>> START Working data

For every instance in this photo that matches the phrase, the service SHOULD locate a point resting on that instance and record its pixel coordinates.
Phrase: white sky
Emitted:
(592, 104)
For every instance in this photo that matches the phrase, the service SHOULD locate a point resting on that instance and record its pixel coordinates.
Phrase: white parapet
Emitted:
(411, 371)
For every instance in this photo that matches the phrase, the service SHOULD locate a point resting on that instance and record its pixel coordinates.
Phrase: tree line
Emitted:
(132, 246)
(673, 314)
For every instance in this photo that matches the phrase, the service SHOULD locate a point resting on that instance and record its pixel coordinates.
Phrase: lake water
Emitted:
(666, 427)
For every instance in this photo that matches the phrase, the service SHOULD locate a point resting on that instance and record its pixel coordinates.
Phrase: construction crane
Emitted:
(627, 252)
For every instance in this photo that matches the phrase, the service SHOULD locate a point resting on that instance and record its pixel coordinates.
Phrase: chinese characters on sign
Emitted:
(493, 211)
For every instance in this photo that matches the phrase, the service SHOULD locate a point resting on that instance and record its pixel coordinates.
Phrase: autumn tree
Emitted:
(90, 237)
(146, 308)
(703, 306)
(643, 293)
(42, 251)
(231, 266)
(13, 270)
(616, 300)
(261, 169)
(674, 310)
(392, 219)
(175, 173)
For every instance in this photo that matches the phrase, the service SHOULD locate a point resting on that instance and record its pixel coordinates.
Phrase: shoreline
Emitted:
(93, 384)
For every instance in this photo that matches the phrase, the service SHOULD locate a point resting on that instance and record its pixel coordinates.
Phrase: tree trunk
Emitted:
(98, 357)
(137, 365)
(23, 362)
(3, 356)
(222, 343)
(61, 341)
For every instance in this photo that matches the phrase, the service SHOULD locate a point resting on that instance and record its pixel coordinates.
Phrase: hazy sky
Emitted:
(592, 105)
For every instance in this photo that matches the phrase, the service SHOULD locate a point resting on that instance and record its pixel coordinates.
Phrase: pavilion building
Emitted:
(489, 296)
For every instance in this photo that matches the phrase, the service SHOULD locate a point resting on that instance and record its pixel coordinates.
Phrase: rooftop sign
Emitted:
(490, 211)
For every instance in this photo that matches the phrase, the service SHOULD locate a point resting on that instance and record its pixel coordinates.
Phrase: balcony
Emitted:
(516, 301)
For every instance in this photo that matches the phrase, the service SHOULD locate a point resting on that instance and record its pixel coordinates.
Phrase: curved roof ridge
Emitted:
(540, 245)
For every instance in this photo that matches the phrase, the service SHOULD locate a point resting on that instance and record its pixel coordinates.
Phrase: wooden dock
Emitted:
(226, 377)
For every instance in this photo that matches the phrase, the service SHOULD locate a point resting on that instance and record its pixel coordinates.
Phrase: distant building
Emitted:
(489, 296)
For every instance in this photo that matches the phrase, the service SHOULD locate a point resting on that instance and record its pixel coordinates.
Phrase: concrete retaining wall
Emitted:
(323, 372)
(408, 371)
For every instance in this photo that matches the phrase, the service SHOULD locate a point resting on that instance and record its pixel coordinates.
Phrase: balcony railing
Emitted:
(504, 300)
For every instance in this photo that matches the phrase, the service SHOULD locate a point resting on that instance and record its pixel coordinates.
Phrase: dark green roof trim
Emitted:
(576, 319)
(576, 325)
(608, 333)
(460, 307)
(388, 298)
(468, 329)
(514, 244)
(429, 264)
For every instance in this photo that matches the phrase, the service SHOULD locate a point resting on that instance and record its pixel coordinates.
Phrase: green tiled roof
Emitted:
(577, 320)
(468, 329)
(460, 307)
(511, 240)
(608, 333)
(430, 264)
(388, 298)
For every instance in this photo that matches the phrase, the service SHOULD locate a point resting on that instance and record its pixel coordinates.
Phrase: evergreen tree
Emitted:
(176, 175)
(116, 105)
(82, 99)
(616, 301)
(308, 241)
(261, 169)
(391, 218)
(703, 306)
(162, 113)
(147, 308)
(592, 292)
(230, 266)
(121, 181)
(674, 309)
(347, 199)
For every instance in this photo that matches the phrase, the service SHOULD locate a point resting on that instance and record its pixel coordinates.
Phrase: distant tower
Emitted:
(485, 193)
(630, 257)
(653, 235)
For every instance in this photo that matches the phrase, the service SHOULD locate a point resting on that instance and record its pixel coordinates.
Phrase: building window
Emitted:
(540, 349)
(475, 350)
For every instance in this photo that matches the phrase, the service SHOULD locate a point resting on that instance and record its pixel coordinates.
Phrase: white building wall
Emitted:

>> END Working data

▶ _Required task_: Take the entries above and transcribe them exactly.

▶ _Task output_:
For every instance in this photo that matches the phrase, the service SHOULD locate a point resting on that instance and record its pixel coordinates.
Phrase: white sky
Emitted:
(592, 104)
For every instance in this photo that matches the phrase, the service SHOULD locate a point resting on that instance and record its pixel coordinates.
Phrase: white parapet
Emitted:
(411, 371)
For every instance in this photo that matches the phrase, the service SHOULD locate a point resting on that instance and record its pixel coordinates.
Phrase: tree line
Emitted:
(132, 246)
(673, 314)
For every instance in this photo that matches the phrase, the service SHOULD locate a point resting on that instance and record its pixel coordinates.
Phrase: lake water
Emitted:
(666, 427)
For every instance in this photo that matches the phrase, the service SHOULD locate a point resting on that instance and record its pixel coordinates.
Phrase: construction crane
Emitted:
(627, 252)
For every instance in this photo that matches the phrase, the service SHOULD locate a point resting on that instance and record its pixel coordinates.
Phrase: chinese characters on sign
Emitted:
(493, 211)
For every instance in this photo that matches the phrase, the service SHOULD locate a point resting on that instance and record its pixel coordinates.
Phrase: autumn tree
Emitted:
(90, 237)
(146, 308)
(703, 306)
(643, 293)
(42, 251)
(231, 266)
(13, 270)
(616, 300)
(261, 169)
(674, 310)
(392, 219)
(175, 173)
For every instance in this photo that matches the phrase, the service SHOULD locate a point resting on that instance and record its pixel coordinates.
Phrase: shoreline
Emitted:
(93, 384)
For every instance in this photo that matches the phrase, the service SHOULD locate a point resting on that instance and record its pixel coordinates.
Phrase: tree trunk
Emitted:
(98, 357)
(137, 365)
(23, 362)
(3, 356)
(222, 343)
(61, 341)
For every instance in this photo that matches the phrase, the service SHOULD locate a point resting on that instance and record its pixel coordinates.
Phrase: hazy sky
Emitted:
(592, 105)
For every instance in this photo that matches the phrase, the service SHOULD locate a point resting on that instance and record its pixel coordinates.
Phrase: pavilion building
Emitted:
(489, 296)
For every instance in this photo that matches the phrase, the service SHOULD locate a point resting on that instance and record its pixel coordinates.
Phrase: rooftop sign
Emitted:
(490, 211)
For every instance in this photo that matches the phrase, the service SHOULD locate a point resting on that instance and record its pixel coordinates.
Phrase: balcony
Emitted:
(516, 301)
For every instance in this photo that matches the phrase, the service SHOULD locate a point resting on that instance and record its pixel coordinates.
Phrase: curved roof ridge
Emitted:
(540, 245)
For every instance in this photo that matches the phrase, the service SHOULD locate a point resting on that instance and record its pixel coordinates.
Phrase: wooden dock
Emitted:
(226, 377)
For every instance in this photo that matches the phrase, the service SHOULD locate a point resting on that instance and record its pixel coordinates.
Phrase: distant building
Emitted:
(489, 296)
For every instance in this photo that matches the phrase, the service SHOULD locate a point resting on that instance and record its pixel coordinates.
Phrase: concrete retaining wall
Emitted:
(323, 372)
(408, 371)
For every instance in this photo that matches the phrase, the service SHOULD locate a point resting on that instance and record its pixel coordinates.
Phrase: balcony railing
Emitted:
(504, 300)
For every instance in this photo that matches the phrase, the service SHOULD locate a point resting on that instance and record its pixel coordinates.
Phrase: dark green roof trim
Emitted:
(576, 319)
(576, 325)
(608, 333)
(460, 307)
(388, 298)
(468, 329)
(514, 244)
(429, 264)
For every instance in this photo that matches the phrase, the service SHOULD locate a point resting on that instance and record its pixel coordinates.
Phrase: green tiled roof
Emitted:
(577, 320)
(468, 329)
(460, 307)
(511, 240)
(608, 333)
(430, 264)
(388, 298)
For every instance in this photo that matches the phrase, the service SHOULD locate a point resting on that instance and record its pixel coordinates.
Phrase: evergreen tree
Emitted:
(176, 175)
(116, 105)
(82, 99)
(616, 301)
(308, 241)
(261, 169)
(391, 218)
(703, 306)
(162, 113)
(147, 308)
(592, 292)
(230, 266)
(121, 181)
(674, 309)
(347, 199)
For every instance in this photo that matches the phrase, the service SHOULD locate a point resting on that instance and record its pixel coordinates.
Phrase: distant tower
Emitted:
(485, 193)
(630, 257)
(653, 235)
For every instance in this photo that matches the phrase, the service SHOULD locate a point resting on that instance and record its pixel coordinates.
Phrase: building window
Emitted:
(540, 349)
(475, 350)
For every instance in this photo that matches the phrase, the service SHOULD locate a point resting on that instance and record its pixel coordinates.
Phrase: white building wall
Emitted:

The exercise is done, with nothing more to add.